> _WRITTEN INSTRUCTION_
Reproduce the full listing that appears beneath this instruction exactly.

Region annotation items

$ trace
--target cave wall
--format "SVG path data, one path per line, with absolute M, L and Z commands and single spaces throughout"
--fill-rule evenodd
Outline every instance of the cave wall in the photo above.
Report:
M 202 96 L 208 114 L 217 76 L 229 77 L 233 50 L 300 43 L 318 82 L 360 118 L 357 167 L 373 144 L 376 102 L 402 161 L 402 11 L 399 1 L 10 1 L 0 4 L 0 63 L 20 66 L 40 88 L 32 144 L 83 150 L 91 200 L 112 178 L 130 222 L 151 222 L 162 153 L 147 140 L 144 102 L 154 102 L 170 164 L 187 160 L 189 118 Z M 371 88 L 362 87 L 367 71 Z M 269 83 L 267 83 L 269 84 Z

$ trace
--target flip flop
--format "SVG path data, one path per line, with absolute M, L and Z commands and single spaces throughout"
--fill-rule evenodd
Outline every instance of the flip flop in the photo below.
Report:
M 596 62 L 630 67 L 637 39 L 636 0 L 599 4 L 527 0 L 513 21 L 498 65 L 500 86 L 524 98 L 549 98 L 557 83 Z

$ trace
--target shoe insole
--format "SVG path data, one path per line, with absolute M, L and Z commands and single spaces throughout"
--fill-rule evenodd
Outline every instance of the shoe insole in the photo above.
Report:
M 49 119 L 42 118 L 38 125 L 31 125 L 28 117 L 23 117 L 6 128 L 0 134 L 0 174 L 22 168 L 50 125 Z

> _RESPONSE BELOW_
$ trace
--target cave wall
--format "SVG path data, one path per line, with absolute M, L and Z commands and single spaces throughout"
--fill-rule evenodd
Outline every instance of the cave wall in the photo above.
Report:
M 202 96 L 208 114 L 217 76 L 229 77 L 233 50 L 300 43 L 318 82 L 360 118 L 357 167 L 373 144 L 376 102 L 402 161 L 402 11 L 399 1 L 10 1 L 0 4 L 0 63 L 20 66 L 40 88 L 32 144 L 83 150 L 91 200 L 112 178 L 130 222 L 151 222 L 162 153 L 147 140 L 144 102 L 154 102 L 170 164 L 187 160 L 189 118 Z M 371 88 L 362 87 L 367 71 Z M 269 83 L 267 83 L 269 84 Z

$ trace
--target flip flop
--format "SVG path data, one path per line, with absolute M, L and Z commands and single spaces throughout"
--fill-rule evenodd
Outline every instance of the flip flop in the photo below.
Report:
M 596 62 L 630 67 L 637 39 L 636 0 L 599 4 L 527 0 L 513 21 L 498 65 L 500 86 L 524 98 L 549 98 L 557 83 Z

$ trace
--target shoe insole
--format "SVG path data, one path per line, with absolute M, L and Z commands and single spaces throughout"
--fill-rule evenodd
Outline every instance of the shoe insole in the photo above.
Report:
M 49 119 L 42 118 L 38 125 L 31 125 L 28 117 L 23 117 L 6 128 L 0 134 L 0 174 L 22 168 L 50 125 Z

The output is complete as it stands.